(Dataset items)
=== Section Start ===

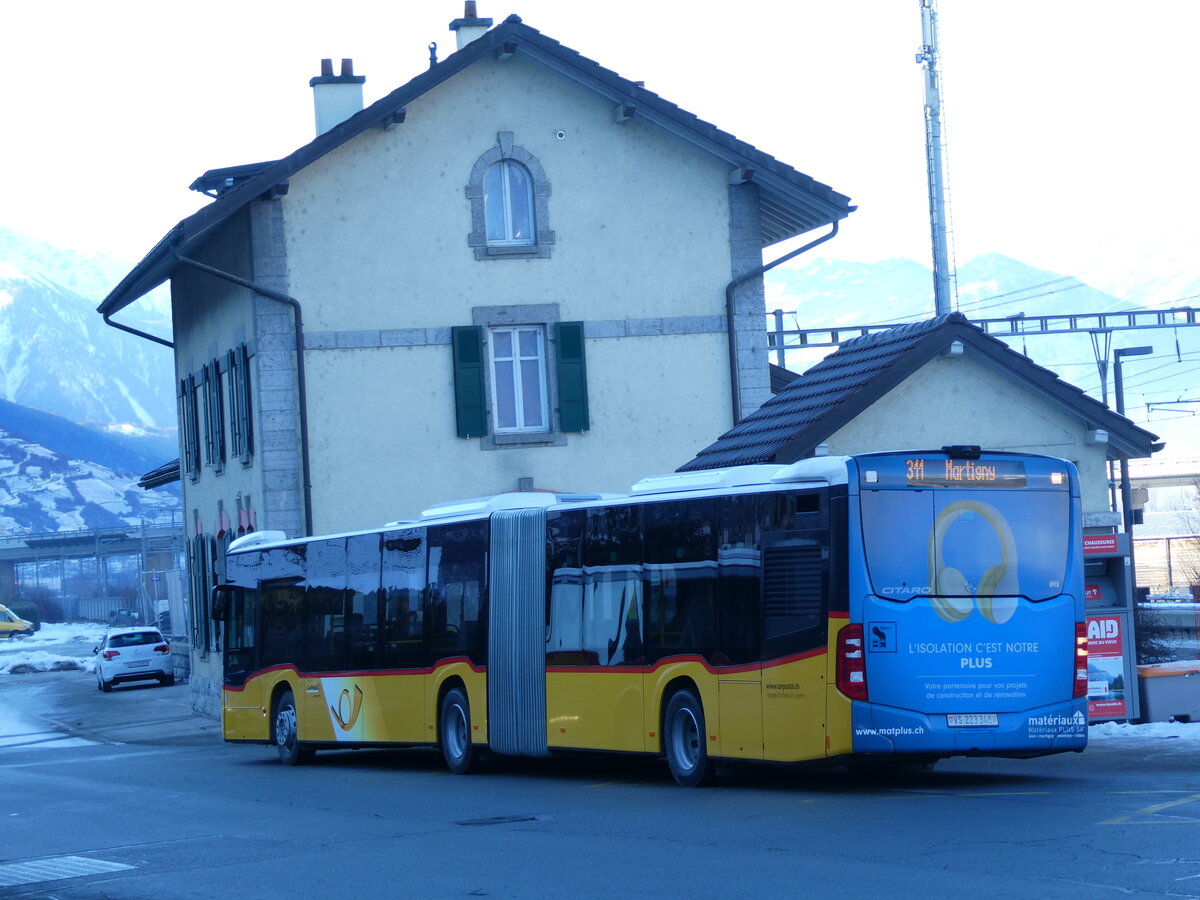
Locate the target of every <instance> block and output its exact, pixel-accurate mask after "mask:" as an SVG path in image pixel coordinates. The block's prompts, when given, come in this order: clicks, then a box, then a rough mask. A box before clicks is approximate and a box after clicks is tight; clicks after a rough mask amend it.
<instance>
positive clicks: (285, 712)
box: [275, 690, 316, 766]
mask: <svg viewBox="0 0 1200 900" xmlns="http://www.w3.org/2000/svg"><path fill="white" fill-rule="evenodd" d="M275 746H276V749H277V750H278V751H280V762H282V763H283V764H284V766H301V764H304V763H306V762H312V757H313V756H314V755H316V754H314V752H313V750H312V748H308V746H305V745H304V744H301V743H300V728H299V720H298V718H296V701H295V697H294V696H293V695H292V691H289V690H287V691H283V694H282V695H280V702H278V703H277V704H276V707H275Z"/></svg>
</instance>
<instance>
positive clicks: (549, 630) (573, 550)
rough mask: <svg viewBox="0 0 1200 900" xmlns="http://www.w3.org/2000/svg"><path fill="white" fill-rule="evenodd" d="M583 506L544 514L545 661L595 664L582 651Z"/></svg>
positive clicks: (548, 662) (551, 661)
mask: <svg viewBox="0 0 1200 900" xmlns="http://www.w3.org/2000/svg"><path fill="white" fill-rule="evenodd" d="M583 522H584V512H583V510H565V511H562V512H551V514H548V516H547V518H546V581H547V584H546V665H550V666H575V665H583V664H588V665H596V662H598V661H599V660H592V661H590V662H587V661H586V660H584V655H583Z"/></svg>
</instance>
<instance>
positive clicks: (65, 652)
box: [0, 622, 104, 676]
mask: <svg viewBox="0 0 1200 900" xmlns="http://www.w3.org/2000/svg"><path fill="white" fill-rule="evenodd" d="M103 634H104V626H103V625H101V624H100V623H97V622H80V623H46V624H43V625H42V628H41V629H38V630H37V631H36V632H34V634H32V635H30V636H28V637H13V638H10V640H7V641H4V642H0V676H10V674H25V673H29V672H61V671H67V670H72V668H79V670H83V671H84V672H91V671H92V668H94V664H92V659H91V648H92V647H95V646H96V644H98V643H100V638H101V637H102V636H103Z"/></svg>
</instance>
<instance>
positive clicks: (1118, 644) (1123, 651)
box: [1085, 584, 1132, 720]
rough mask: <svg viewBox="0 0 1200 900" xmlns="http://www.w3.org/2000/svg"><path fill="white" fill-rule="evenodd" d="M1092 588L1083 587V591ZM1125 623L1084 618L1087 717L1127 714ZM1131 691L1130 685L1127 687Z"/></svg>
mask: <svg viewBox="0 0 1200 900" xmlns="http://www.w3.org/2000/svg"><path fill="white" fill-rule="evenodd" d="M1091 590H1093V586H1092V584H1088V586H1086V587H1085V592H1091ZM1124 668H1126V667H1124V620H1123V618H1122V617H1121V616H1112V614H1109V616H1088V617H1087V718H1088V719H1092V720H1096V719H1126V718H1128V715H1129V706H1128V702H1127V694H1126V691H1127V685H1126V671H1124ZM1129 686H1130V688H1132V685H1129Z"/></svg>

=== Section End ===

## Action item
Your answer should consist of the lines from the line with "box: [0, 622, 104, 676]" to the line with "positive clicks: (1118, 644) (1123, 651)" above, repeated exactly, both ends included.

## Response
box: [0, 622, 104, 676]
mask: <svg viewBox="0 0 1200 900" xmlns="http://www.w3.org/2000/svg"><path fill="white" fill-rule="evenodd" d="M103 634H104V626H103V625H101V624H100V623H97V622H80V623H46V624H43V625H42V628H41V629H38V630H37V631H36V632H34V634H32V635H30V636H28V637H13V638H10V640H7V641H4V642H0V676H10V674H25V673H29V672H61V671H67V670H72V668H79V670H83V671H84V672H91V671H92V668H94V664H92V659H91V648H92V647H95V646H96V644H98V643H100V638H101V637H102V636H103Z"/></svg>
</instance>
<instance>
positive clicks: (1118, 644) (1123, 651)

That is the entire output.